What the exercise asks: Convert the entries below, from the first line through the line containing "point(384, 737)", into a Markdown table with the columns Row and Line. Give each line its row number, skip blank lines, and leave the pictures out.

++++

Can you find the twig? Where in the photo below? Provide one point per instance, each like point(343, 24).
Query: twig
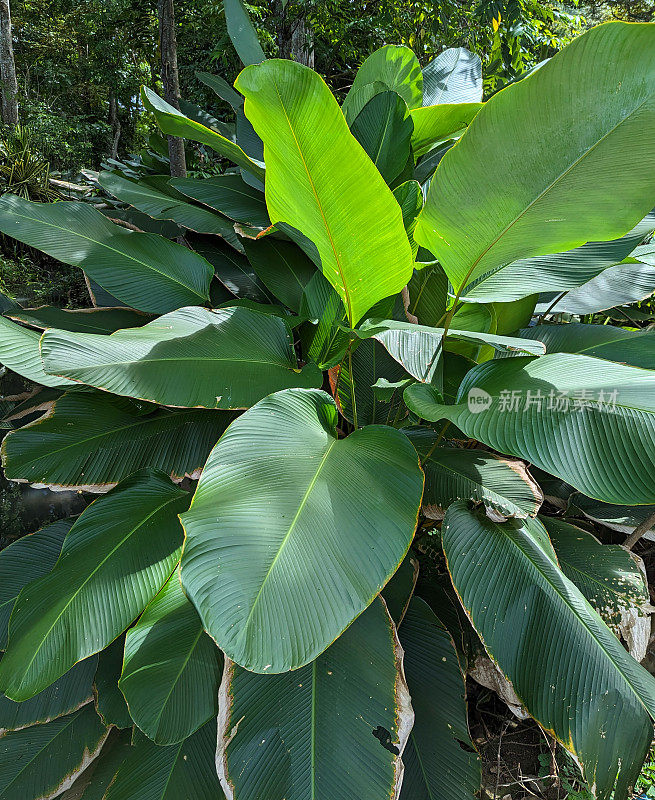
point(639, 531)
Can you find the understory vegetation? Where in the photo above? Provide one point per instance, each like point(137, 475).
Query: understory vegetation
point(328, 460)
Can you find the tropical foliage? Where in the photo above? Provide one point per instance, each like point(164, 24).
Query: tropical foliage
point(297, 375)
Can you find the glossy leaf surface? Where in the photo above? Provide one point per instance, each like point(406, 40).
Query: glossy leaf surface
point(305, 529)
point(302, 731)
point(114, 560)
point(321, 182)
point(171, 670)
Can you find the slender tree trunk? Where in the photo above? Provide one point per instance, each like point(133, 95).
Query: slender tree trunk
point(171, 80)
point(115, 123)
point(7, 68)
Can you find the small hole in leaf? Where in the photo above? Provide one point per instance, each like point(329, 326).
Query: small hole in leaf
point(384, 737)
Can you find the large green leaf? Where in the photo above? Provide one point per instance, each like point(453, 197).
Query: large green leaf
point(428, 293)
point(242, 33)
point(234, 272)
point(400, 588)
point(19, 351)
point(110, 703)
point(114, 560)
point(94, 781)
point(369, 363)
point(565, 132)
point(567, 667)
point(40, 762)
point(72, 691)
point(283, 268)
point(454, 76)
point(418, 348)
point(159, 205)
point(183, 771)
point(347, 211)
point(384, 129)
point(228, 194)
point(332, 730)
point(586, 420)
point(616, 286)
point(82, 320)
point(247, 139)
point(143, 270)
point(636, 348)
point(24, 561)
point(174, 123)
point(433, 124)
point(410, 199)
point(171, 669)
point(228, 358)
point(452, 473)
point(439, 758)
point(94, 440)
point(558, 271)
point(396, 68)
point(607, 574)
point(304, 529)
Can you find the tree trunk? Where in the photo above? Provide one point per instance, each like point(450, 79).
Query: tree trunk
point(9, 97)
point(171, 80)
point(302, 43)
point(115, 123)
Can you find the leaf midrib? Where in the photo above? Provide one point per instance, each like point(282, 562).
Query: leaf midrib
point(287, 535)
point(68, 232)
point(319, 205)
point(575, 613)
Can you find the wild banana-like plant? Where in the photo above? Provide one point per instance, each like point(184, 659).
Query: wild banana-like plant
point(337, 380)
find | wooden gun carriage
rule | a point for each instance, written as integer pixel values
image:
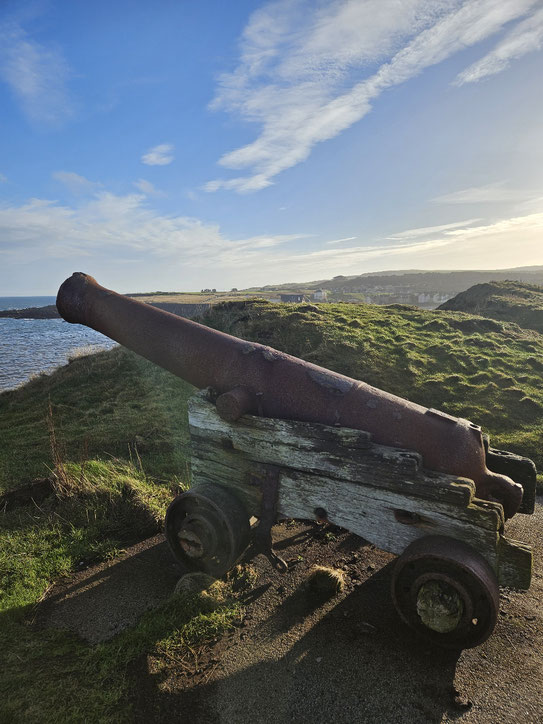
(436, 495)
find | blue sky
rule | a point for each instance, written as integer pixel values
(179, 145)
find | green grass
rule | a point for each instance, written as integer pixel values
(481, 369)
(505, 301)
(113, 403)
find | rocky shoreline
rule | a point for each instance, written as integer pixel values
(48, 312)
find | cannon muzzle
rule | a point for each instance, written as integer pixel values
(253, 378)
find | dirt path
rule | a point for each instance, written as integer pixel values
(351, 660)
(295, 659)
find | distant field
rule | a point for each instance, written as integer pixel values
(111, 429)
(201, 298)
(506, 301)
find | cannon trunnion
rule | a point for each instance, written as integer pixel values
(273, 436)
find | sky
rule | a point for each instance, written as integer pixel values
(180, 145)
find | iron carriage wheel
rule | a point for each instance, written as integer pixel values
(446, 591)
(207, 529)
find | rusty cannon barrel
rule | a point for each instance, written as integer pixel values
(253, 378)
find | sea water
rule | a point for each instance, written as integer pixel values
(31, 346)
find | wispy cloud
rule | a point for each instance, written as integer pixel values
(301, 62)
(339, 241)
(497, 192)
(525, 38)
(147, 188)
(427, 230)
(119, 226)
(160, 155)
(36, 74)
(75, 183)
(46, 229)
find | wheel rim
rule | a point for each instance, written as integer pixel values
(446, 591)
(207, 529)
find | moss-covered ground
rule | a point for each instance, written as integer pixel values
(120, 453)
(481, 369)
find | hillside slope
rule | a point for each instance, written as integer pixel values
(502, 300)
(485, 370)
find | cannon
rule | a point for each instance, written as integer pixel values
(272, 434)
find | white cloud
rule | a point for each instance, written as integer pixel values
(301, 62)
(75, 183)
(427, 230)
(44, 229)
(147, 188)
(110, 226)
(37, 75)
(160, 155)
(525, 38)
(503, 244)
(489, 194)
(339, 241)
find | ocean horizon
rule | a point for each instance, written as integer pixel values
(29, 347)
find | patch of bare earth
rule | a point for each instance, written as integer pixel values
(350, 659)
(295, 658)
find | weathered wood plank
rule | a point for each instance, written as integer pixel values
(234, 469)
(296, 445)
(370, 490)
(515, 563)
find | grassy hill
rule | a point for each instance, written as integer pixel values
(110, 432)
(505, 301)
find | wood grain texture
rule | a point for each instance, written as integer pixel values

++++

Solution for this task:
| Row | Line |
|---|---|
| 1 | Can you find the twig? Where in the photo below? Provide one point per instance, each like point(343, 24). |
| 2 | Query: twig |
| 3 | point(639, 531) |
| 4 | Can you find the understory vegetation? Where in the photo above? Provide one point per instance, each like point(137, 475). |
| 5 | Query: understory vegetation |
| 6 | point(328, 460) |
| 7 | Can you find the tropical foliage? Where in the photo above? Provide one point per instance, each like point(164, 24). |
| 8 | Query: tropical foliage |
| 9 | point(297, 375) |
| 10 | Can you find the glossy leaf surface? Where in the photo above? Provide one point per instance, each like point(406, 40). |
| 11 | Query: glossy leaf surface |
| 12 | point(305, 529) |
| 13 | point(302, 731) |
| 14 | point(114, 560) |
| 15 | point(321, 182) |
| 16 | point(171, 670) |
| 17 | Can you find the slender tree trunk? Where in the photo above? Provide one point per instance, each like point(133, 95). |
| 18 | Query: slender tree trunk |
| 19 | point(171, 80) |
| 20 | point(115, 123) |
| 21 | point(7, 68) |
| 22 | Can you find the small hole in leaf? Where in the photo above? Provide one point per instance, each like point(329, 326). |
| 23 | Query: small hole in leaf |
| 24 | point(384, 737) |